Take the line that contains "Practice. Spot the nest" and every line after it in the material below, and quote them exactly.

*TASK DATA*
───
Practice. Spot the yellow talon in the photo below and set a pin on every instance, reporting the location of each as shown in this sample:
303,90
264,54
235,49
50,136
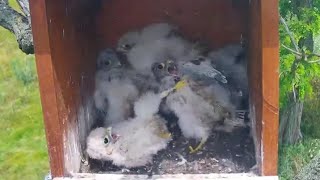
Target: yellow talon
194,150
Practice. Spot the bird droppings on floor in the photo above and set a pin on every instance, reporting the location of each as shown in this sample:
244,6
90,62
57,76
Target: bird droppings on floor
223,153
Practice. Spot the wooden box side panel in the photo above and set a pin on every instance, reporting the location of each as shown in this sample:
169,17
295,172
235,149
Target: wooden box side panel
64,37
264,81
218,21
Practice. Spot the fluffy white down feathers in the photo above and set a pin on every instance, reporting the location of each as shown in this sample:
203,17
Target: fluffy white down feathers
131,148
126,94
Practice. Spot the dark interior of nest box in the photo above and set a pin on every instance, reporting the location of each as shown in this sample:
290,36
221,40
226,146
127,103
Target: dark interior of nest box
69,34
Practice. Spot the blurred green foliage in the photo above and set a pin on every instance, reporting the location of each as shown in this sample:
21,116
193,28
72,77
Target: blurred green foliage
304,77
23,150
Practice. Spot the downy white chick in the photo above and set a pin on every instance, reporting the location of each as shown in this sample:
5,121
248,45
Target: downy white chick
114,90
142,56
197,115
207,83
149,33
132,143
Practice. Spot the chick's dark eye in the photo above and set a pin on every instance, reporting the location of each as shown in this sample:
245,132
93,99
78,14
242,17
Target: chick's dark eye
195,62
160,66
106,140
201,59
171,68
107,63
126,46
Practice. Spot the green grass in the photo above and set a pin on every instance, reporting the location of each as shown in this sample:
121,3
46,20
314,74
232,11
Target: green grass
292,158
23,150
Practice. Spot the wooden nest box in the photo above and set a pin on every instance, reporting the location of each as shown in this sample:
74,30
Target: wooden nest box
68,34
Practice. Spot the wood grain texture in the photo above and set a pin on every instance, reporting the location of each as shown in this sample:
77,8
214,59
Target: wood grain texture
270,85
264,81
65,54
243,176
46,78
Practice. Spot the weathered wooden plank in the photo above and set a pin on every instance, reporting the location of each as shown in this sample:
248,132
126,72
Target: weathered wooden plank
243,176
47,78
264,78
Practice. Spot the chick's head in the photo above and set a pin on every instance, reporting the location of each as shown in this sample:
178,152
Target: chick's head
101,144
128,41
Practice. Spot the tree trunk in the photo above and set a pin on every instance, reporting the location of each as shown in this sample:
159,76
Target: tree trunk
290,121
18,24
310,171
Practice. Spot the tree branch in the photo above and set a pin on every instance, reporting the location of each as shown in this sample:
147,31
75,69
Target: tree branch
24,6
18,24
291,50
315,61
293,41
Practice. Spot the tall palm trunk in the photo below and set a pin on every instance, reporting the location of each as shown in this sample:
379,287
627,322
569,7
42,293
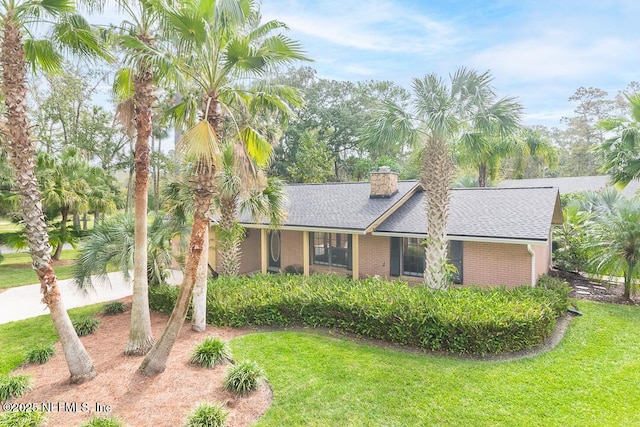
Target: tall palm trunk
22,151
140,335
199,315
229,237
156,360
63,233
482,174
436,178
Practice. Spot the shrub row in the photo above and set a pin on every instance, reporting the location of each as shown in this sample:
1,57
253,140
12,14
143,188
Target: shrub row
461,320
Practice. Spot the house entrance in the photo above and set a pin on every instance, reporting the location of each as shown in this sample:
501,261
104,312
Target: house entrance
274,250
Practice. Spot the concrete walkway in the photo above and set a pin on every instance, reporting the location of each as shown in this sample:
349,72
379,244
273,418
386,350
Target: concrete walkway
23,302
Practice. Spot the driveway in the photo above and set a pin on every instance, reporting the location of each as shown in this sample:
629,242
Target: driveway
23,302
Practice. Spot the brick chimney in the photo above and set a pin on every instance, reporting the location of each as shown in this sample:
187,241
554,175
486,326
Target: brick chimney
384,183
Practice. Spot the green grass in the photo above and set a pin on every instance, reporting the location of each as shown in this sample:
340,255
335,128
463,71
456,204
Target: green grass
590,379
16,270
19,337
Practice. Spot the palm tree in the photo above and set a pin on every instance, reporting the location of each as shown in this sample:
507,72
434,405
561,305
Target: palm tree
245,187
532,146
65,188
616,248
622,150
135,85
439,116
223,42
491,136
111,243
17,52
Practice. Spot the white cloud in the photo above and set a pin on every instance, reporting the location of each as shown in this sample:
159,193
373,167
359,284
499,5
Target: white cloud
381,26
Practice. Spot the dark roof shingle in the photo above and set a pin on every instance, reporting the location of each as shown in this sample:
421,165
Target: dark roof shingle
503,213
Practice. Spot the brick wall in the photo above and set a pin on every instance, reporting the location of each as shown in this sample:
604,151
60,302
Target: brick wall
250,248
374,255
496,264
291,253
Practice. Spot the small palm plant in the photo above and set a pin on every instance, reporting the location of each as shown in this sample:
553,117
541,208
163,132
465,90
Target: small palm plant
212,351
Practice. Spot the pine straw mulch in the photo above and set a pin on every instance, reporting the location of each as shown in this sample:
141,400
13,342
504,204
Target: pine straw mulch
163,400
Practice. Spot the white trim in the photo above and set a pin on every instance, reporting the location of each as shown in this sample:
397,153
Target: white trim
309,229
533,265
467,238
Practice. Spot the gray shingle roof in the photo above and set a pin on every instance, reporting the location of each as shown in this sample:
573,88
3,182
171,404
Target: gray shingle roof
571,184
514,213
337,205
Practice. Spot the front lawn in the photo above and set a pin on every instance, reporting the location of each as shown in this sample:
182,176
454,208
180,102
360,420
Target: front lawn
18,337
590,379
16,270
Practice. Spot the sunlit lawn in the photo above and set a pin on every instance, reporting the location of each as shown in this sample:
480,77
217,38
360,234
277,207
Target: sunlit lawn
15,269
18,337
591,379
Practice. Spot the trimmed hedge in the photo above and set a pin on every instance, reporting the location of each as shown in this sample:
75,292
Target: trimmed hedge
462,320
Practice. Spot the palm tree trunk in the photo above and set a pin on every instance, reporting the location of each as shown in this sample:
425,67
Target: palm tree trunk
229,238
199,315
140,335
156,360
63,234
436,177
482,175
22,153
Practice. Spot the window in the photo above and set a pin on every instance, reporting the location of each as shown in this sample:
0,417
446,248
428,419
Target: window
408,257
331,249
412,257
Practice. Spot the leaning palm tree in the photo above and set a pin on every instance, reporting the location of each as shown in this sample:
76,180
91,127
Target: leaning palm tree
242,189
135,86
222,43
439,116
17,51
616,244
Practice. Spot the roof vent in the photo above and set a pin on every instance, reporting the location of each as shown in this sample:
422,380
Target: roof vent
384,183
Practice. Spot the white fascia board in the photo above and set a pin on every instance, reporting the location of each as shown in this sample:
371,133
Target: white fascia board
302,228
468,238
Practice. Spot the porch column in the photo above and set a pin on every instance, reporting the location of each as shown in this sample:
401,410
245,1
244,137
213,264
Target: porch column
264,250
305,253
355,256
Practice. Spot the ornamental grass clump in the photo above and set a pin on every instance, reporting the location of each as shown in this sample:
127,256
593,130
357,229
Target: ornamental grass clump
210,352
22,419
104,421
207,415
113,308
244,377
85,325
40,353
13,386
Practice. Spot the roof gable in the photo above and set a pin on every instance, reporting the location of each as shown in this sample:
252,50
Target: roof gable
337,205
498,213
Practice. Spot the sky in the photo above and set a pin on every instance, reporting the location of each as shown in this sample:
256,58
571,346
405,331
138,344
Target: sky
538,51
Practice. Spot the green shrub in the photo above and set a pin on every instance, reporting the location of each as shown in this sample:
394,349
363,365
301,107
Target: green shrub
40,353
210,352
12,386
243,377
207,415
115,307
463,320
104,421
85,325
22,419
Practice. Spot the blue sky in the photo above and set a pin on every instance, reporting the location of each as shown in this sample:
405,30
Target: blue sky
539,51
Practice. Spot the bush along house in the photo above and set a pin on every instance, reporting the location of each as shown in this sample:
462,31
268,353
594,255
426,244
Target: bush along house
497,236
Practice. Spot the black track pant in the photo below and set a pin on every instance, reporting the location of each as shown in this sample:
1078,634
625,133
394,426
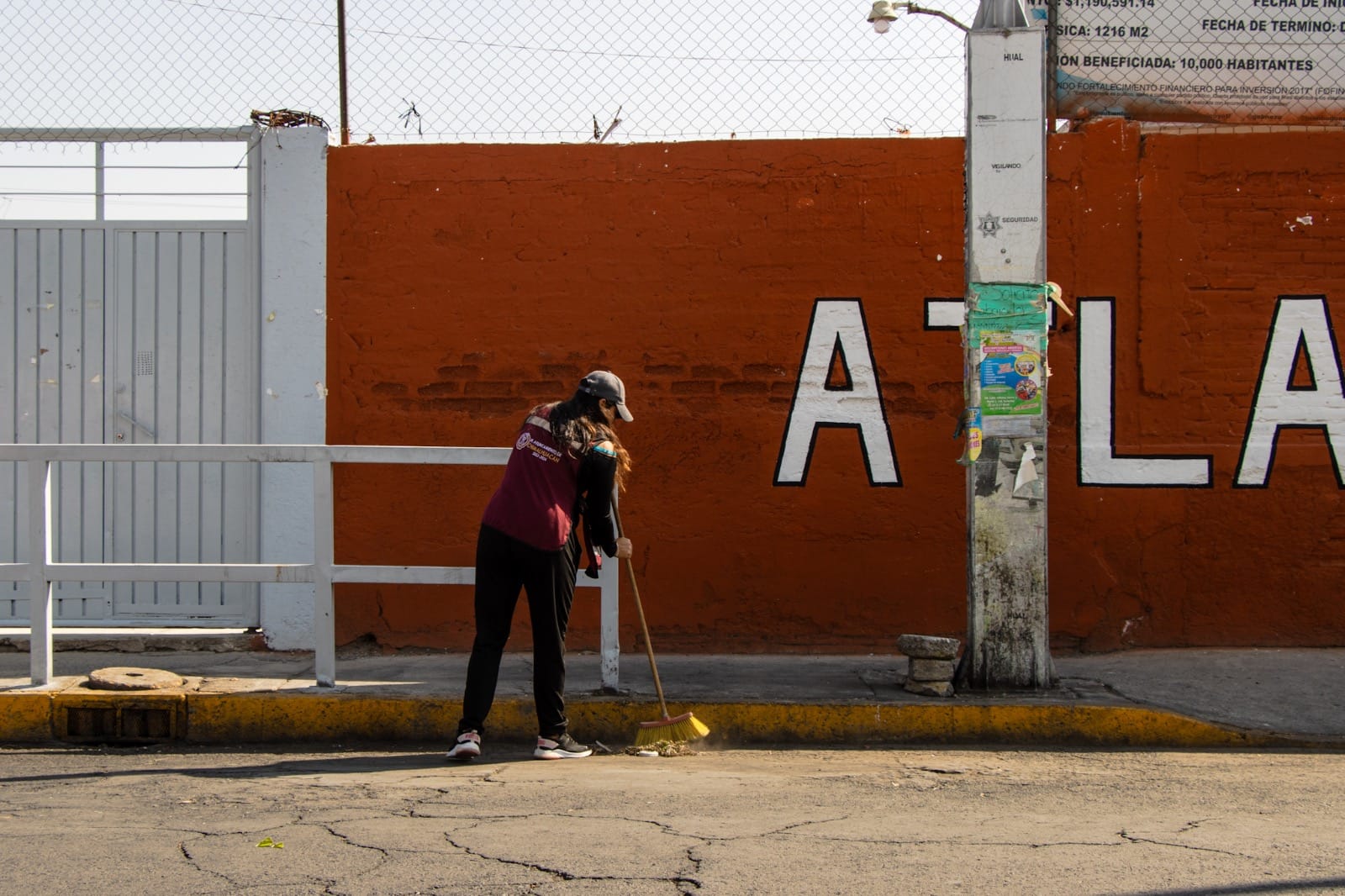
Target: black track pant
504,567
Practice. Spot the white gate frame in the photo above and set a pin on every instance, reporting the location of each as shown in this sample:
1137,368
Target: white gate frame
323,572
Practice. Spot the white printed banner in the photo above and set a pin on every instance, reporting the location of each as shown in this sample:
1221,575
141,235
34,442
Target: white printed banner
1235,61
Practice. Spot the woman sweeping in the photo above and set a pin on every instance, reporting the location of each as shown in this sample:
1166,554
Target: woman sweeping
565,463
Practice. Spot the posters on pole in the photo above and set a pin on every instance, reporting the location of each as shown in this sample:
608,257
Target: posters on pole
1230,61
1010,373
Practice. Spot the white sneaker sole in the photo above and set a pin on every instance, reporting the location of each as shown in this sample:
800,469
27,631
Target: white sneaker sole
462,752
558,754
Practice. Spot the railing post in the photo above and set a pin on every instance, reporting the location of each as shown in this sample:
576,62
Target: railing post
609,642
40,555
324,555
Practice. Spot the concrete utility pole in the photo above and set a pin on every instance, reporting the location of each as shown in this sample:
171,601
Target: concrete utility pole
1005,353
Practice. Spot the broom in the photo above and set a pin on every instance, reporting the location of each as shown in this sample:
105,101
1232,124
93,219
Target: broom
685,727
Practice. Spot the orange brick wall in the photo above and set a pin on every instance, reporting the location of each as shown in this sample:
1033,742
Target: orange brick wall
468,282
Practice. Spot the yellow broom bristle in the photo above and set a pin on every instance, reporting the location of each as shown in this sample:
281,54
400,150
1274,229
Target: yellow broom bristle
685,727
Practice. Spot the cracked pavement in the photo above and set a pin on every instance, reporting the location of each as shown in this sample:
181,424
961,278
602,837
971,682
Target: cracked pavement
398,820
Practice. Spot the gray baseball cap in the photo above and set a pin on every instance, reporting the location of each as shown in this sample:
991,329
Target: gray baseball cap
607,385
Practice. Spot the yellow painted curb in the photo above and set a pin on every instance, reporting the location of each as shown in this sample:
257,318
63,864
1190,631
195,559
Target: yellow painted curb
26,717
82,714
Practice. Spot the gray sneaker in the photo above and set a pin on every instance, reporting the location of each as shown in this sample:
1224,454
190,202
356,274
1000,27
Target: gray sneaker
468,747
562,747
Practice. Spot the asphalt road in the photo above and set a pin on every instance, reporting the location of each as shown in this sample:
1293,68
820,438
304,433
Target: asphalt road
171,820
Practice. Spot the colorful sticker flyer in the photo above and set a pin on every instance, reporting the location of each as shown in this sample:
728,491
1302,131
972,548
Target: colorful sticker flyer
1010,373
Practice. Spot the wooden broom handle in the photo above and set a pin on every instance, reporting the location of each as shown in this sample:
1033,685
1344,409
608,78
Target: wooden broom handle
639,611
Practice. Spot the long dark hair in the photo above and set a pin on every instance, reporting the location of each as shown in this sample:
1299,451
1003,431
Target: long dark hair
580,421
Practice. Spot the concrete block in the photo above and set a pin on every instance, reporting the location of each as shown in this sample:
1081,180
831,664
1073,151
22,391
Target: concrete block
928,646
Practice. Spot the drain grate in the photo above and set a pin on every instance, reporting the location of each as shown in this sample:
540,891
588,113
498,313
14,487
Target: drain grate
120,724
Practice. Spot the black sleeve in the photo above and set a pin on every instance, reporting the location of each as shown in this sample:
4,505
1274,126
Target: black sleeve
598,475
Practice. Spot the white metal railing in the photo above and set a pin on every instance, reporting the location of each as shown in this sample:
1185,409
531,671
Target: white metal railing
42,571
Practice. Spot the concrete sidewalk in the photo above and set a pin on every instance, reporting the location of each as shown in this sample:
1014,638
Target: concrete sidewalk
1248,698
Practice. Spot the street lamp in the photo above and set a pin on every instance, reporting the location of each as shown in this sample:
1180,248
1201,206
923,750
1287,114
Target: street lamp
884,13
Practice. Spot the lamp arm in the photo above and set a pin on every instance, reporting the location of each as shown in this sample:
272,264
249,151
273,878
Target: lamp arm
918,10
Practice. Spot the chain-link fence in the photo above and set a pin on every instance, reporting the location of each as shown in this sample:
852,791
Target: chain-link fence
625,71
462,71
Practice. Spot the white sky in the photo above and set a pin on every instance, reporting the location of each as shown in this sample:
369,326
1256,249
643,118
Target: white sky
474,71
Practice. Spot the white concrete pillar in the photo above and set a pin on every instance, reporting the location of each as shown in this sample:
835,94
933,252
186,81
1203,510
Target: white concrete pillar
293,279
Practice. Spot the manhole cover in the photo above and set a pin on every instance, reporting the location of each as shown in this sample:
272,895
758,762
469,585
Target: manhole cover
124,678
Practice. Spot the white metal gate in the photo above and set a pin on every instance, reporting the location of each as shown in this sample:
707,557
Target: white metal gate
132,334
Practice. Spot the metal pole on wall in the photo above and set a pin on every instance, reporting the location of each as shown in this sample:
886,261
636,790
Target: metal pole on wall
340,66
1005,354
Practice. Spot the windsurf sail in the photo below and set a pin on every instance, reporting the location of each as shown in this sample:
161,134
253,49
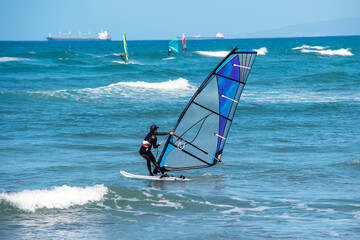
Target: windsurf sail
184,43
174,46
125,48
202,129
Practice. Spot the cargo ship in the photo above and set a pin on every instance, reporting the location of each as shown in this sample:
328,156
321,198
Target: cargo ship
102,36
198,37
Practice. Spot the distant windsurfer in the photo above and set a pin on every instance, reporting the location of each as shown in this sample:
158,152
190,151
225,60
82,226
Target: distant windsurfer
169,52
184,45
145,150
123,57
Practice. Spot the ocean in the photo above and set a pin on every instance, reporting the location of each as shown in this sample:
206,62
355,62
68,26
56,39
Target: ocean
72,115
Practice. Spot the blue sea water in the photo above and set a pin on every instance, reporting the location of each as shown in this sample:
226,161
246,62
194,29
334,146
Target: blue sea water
72,115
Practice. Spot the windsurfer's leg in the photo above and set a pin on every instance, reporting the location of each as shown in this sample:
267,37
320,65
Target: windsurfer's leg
153,160
148,163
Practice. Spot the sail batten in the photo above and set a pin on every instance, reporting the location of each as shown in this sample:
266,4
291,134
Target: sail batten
202,129
125,48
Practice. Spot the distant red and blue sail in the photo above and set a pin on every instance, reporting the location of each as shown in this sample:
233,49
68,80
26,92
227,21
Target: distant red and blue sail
202,128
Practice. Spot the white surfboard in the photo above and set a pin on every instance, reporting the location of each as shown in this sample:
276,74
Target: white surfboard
170,178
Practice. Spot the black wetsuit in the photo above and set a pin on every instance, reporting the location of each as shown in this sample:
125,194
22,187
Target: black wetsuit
145,150
123,58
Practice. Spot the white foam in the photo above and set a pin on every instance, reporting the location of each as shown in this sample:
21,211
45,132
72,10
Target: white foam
329,52
130,62
179,84
138,90
58,197
12,59
167,203
261,51
213,53
309,47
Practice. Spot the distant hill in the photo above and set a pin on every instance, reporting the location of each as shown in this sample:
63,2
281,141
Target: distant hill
338,27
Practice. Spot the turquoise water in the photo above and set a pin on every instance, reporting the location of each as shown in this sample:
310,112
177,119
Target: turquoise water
72,116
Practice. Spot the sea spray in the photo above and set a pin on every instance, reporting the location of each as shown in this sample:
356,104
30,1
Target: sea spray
58,197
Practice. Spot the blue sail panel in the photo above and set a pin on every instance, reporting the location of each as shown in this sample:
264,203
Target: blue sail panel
202,129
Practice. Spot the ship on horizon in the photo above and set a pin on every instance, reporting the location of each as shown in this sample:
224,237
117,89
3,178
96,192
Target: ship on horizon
102,36
198,37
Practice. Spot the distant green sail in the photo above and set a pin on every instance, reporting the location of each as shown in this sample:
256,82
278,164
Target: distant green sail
125,48
174,46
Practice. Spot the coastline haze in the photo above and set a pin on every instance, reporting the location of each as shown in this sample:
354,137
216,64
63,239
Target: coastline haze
25,20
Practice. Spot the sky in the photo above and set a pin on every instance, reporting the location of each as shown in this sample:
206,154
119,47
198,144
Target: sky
164,19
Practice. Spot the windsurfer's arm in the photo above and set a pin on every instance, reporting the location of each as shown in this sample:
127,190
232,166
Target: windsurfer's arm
164,133
161,133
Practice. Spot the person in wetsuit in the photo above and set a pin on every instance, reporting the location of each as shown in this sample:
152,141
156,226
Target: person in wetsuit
145,150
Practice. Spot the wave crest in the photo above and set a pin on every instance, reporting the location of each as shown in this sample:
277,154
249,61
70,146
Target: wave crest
136,90
329,52
324,51
58,197
261,51
13,59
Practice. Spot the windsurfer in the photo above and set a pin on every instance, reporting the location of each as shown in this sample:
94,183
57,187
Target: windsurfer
184,45
123,57
145,150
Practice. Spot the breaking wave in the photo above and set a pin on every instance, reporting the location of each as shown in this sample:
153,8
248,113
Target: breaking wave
58,197
13,59
324,50
136,90
309,47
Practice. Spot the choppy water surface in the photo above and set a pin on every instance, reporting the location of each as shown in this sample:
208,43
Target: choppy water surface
72,115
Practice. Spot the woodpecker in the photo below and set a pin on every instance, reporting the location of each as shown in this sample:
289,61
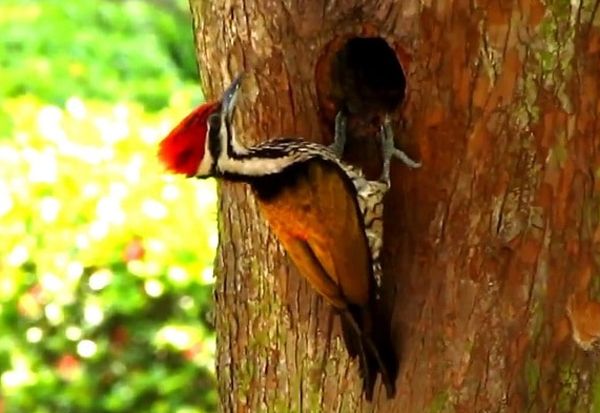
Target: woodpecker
325,214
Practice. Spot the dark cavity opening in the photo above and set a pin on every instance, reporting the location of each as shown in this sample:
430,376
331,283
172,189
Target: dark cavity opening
367,77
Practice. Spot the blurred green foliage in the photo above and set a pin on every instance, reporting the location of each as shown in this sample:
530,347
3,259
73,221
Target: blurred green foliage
110,49
106,261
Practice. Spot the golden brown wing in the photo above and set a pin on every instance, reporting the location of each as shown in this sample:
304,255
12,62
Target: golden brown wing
316,219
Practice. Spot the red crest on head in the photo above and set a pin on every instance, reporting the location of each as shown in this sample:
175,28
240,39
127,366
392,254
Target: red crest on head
183,149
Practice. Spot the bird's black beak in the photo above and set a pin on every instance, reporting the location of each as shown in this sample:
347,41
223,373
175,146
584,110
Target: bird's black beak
230,96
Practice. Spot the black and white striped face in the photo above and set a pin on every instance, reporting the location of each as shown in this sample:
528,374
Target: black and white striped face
219,131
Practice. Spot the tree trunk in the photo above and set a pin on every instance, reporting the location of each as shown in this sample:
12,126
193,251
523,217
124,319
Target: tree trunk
491,253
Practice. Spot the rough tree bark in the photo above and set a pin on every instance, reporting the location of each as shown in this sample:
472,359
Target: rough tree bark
492,249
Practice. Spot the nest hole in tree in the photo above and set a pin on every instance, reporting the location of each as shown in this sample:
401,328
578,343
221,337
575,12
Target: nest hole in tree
361,75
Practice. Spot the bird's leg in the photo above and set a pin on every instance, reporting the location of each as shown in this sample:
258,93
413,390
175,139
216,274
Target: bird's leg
339,142
389,151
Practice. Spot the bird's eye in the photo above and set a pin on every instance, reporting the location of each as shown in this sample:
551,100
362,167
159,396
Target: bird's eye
214,121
───
*CORRECT RESPONSE*
Practice. Spot the nest hole in tree in the photo above and set a pin on every instance, reporting the location of each as shown in this sample:
401,328
578,343
221,337
575,12
Target: nest hole in tree
361,75
Practice. Spot the bird's leg in the photo above and set a pin on every instance, reporting the location of each as shown in this sample:
258,93
413,390
175,139
216,274
Target: bird's leg
339,142
389,151
Practice. Spot the bird's eye in the photo above and set a pin on every instance, reporting the location of each as shown in this sample:
551,100
362,167
159,396
Target: bird's eye
214,121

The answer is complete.